B) The national plan will offer a rudimentary coverage only. It will cover x-rays and casts for broken arms, but not heart transplants and expensive drugs that only marginally increase one’s chances of surviving an illness. It wouldn’t keep people suffering from terminal illness on life support when there is no reasonable chance that they would ever leave the hospital. It would cover only a small subset of the treatments covered by gold-plated policies. It might be akin to the Oregon Plan.
I believe that there would be massive resistance to the national coverage described in A) but far less resistance to the coverage described in B).
At least Oregon’s legislators had the cajunas to specifically state what was covered under their plan and what was not (Oregon’s prioritized list is available for all to see). Oregon had the fiscal responsibility to make certain that they could afford the level of health care to which they were committing. Oregon dealt head-on with the accusation that they were “rationing” health care; absolutely they were, just like private plans ration health care only to those who pay those high premiums. Both responsible and irresponsible health care plans “ration” health care. Therefore, it is not a criticism of any health care plan that it “rations” health care. Here are the guiding principles to the Oregon Plan:
In 1987, the Oregon Legislature realized that it had no method for allocating resources for health care that was both effective and accountable. Over the next two years, policy objectives were developed to guide the drafting of legislation to address this problem. These policy objectives included:
• Acknowledgment that the goal is health rather than health services or health insurance
• Commitment to a public process with structured public input
• Commitment to meet budget constraints by reducing benefits rather than cutting people
from coverage or reducing payments to levels below the cost of care
• Commitment to use available resources to fund clinically effective treatments of
conditions important to Oregonians
• Development of explicit health service priorities to guide resource allocation decisions.
____
Write the next part of the piece on national health coverage and the Oregon Plan, starting right after its last bullet point.
____
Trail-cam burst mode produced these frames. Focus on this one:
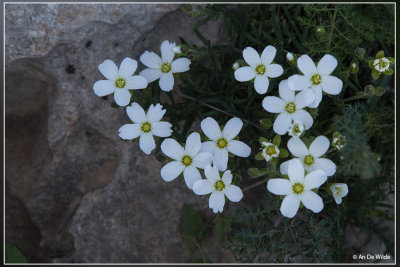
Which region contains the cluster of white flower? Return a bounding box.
[235,46,348,218]
[93,41,348,217]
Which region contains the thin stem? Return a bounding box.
[180,93,265,131]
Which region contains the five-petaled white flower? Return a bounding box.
[119,102,172,155]
[261,142,280,161]
[140,40,191,92]
[200,117,251,171]
[235,45,283,94]
[93,57,147,106]
[288,121,305,137]
[262,80,314,135]
[280,135,336,176]
[193,165,243,213]
[289,55,343,108]
[329,183,349,204]
[161,132,213,189]
[267,159,327,218]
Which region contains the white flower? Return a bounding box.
[267,159,327,218]
[329,183,349,204]
[93,57,147,106]
[261,142,280,161]
[235,45,283,94]
[201,117,251,171]
[193,165,243,213]
[119,102,172,155]
[280,135,336,176]
[161,133,212,189]
[288,121,305,137]
[140,41,191,92]
[372,57,390,72]
[289,55,343,108]
[262,80,314,135]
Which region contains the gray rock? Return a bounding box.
[5,4,232,263]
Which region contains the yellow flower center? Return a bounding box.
[115,78,126,88]
[256,64,266,75]
[285,102,296,113]
[311,74,321,85]
[267,145,276,156]
[217,138,228,149]
[292,183,304,195]
[182,155,193,167]
[161,62,171,73]
[304,155,314,166]
[214,180,225,191]
[140,121,151,133]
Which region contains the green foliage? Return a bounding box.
[5,244,28,263]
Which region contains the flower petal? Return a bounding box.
[200,141,217,154]
[185,132,201,157]
[139,133,156,155]
[235,66,256,82]
[213,148,229,172]
[146,103,167,122]
[279,79,295,102]
[222,117,243,141]
[114,88,131,107]
[294,89,315,109]
[243,47,261,67]
[288,74,312,91]
[304,170,327,190]
[192,179,215,196]
[299,191,324,213]
[307,85,322,108]
[321,76,343,95]
[139,68,161,83]
[161,138,184,161]
[297,55,317,77]
[208,191,225,213]
[224,185,243,202]
[118,57,137,79]
[265,64,283,78]
[280,194,300,218]
[118,124,141,140]
[171,57,191,73]
[308,135,331,158]
[151,121,172,137]
[204,165,221,185]
[140,51,163,68]
[200,117,222,141]
[313,158,336,176]
[317,54,337,75]
[161,161,185,182]
[125,75,147,89]
[160,40,175,63]
[288,159,304,183]
[273,113,292,135]
[192,152,213,169]
[183,166,201,189]
[254,75,269,95]
[292,109,314,130]
[288,137,309,158]
[126,102,147,124]
[158,72,174,92]
[227,140,251,158]
[93,80,115,96]
[99,59,118,81]
[222,170,233,186]
[262,96,286,113]
[261,45,279,65]
[267,178,292,196]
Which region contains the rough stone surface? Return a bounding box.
[5,4,232,263]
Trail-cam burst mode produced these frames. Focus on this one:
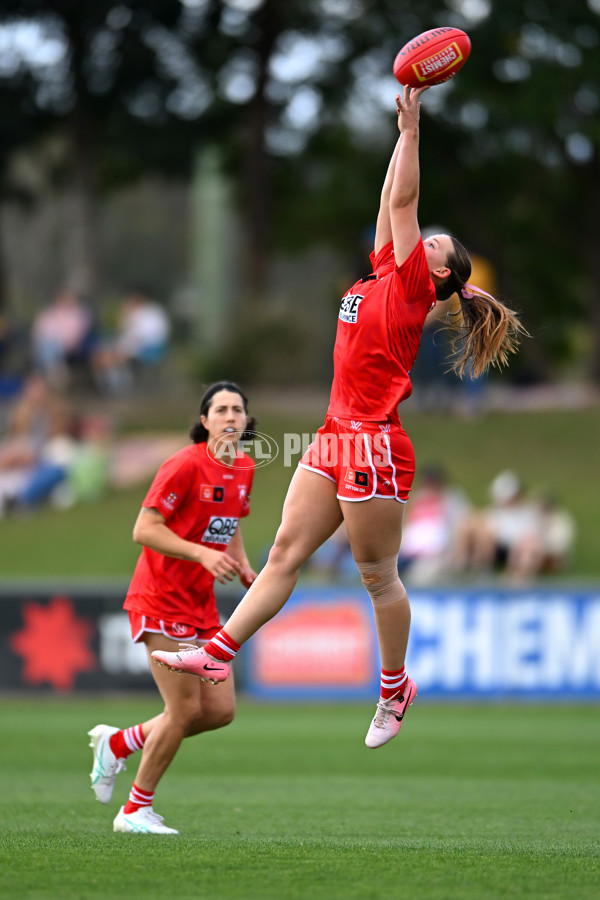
____
#### Task response:
Our national conversation regarding health care is so dysfunction on so many levels that it’s hard to know where to begin. I’ll make only one more point in this post, however. Opponents of current proposals often make accusations that there will be “death panels,” indicating that some sick people will be allowed to die. As a nation, we need to grow up and deal with the fact that this happens every day in every hospital in the country: we shouldn’t be allocating huge amounts of money to maintain pulses in people who have become living corpses. There are some families who “can’t let go” no matter what (e.g., Terry Schiavo), and our national plan needs to have specific guidelines for these situations. In fact, every private insurance plan should have guidelines for determining when further treatment is likely to be futile and a provision for ending coverage at that point. The alternative is to make policies so horrifically expensive that many people can’t afford policies that cover tratments likely to make an immediate positive impact on their lives.
Only when we put these issues clearly on the table can we begin to have a real conversation.